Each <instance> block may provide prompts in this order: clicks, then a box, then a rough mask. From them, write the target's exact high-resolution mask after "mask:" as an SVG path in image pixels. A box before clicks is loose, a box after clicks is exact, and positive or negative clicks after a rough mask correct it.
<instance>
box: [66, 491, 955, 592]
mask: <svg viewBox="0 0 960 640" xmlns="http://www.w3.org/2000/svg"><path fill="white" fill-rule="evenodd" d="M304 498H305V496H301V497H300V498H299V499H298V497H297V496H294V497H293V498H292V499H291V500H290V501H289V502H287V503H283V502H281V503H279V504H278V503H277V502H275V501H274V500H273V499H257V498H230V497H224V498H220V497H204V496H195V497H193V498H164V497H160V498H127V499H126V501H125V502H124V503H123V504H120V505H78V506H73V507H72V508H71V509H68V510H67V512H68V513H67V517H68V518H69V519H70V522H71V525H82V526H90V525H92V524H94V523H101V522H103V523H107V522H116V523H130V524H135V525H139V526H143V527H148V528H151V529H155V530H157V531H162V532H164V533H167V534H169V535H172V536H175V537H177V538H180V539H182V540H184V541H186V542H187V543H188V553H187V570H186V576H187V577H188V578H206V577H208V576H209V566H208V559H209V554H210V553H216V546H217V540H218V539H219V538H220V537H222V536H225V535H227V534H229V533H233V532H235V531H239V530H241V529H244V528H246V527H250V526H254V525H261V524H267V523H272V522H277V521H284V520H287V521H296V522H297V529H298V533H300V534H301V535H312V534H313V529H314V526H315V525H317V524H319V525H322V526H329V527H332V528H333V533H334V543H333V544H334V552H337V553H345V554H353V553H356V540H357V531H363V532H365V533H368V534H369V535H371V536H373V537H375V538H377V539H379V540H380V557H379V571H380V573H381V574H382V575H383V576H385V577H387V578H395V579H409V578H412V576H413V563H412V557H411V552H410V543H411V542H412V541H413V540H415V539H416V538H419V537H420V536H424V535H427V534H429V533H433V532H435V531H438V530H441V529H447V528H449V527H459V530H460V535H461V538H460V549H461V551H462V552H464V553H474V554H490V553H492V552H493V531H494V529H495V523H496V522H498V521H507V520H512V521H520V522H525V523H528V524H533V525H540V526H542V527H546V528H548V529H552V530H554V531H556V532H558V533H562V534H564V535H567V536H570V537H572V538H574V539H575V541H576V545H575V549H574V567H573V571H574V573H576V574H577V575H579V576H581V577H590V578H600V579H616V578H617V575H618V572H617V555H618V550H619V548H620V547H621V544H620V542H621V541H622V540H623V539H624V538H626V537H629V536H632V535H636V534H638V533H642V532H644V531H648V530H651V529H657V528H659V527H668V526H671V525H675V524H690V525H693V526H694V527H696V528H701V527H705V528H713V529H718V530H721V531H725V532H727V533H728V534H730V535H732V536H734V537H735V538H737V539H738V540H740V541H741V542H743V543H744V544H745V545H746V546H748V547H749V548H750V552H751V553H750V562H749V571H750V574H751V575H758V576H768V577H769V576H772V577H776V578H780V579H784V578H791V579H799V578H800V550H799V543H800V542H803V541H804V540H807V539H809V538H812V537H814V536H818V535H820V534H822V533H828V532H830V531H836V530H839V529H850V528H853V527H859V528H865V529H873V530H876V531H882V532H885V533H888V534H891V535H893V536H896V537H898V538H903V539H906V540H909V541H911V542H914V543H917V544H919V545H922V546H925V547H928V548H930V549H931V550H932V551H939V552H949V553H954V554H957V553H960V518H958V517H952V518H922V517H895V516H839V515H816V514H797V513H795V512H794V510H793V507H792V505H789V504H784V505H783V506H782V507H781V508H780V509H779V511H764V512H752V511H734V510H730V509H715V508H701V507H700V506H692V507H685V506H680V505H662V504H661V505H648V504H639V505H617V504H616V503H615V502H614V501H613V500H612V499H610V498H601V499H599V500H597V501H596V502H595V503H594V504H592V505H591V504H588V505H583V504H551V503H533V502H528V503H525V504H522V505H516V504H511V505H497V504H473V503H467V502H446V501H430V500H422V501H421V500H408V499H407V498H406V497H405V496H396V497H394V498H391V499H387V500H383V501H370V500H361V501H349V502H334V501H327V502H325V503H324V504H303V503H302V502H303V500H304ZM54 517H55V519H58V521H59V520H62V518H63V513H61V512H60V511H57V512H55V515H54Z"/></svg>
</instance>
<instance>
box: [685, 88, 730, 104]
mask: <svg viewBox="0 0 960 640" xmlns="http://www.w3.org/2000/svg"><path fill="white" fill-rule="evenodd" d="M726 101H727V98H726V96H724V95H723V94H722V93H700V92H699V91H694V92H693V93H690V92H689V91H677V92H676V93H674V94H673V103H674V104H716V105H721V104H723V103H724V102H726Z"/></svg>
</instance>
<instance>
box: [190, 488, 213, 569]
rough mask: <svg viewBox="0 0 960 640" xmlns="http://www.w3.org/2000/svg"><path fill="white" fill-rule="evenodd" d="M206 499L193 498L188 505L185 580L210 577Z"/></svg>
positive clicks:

━━━━━━━━━━━━━━━━━━━━

TRY IT: Give every line from the start of the rows through the line containing "box: [66, 491, 955, 592]", with both ends included, as a Markdown table with the columns Nr and Text. Put each line's number under Nr and leave out blank lines.

OUTPUT BELOW:
| Nr | Text |
|---|---|
| 1 | Each <instance> block may provide prompts in this order: clicks, then a box, then a rough mask. From them, write the target's exact high-resolution mask after "mask:" as an SVG path in image pixels. A box before clicks is loose, a box after clicks is exact, and positive or negative clicks after a rough mask correct it. |
| 2 | <instance> |
| 3 | box: [66, 491, 955, 592] |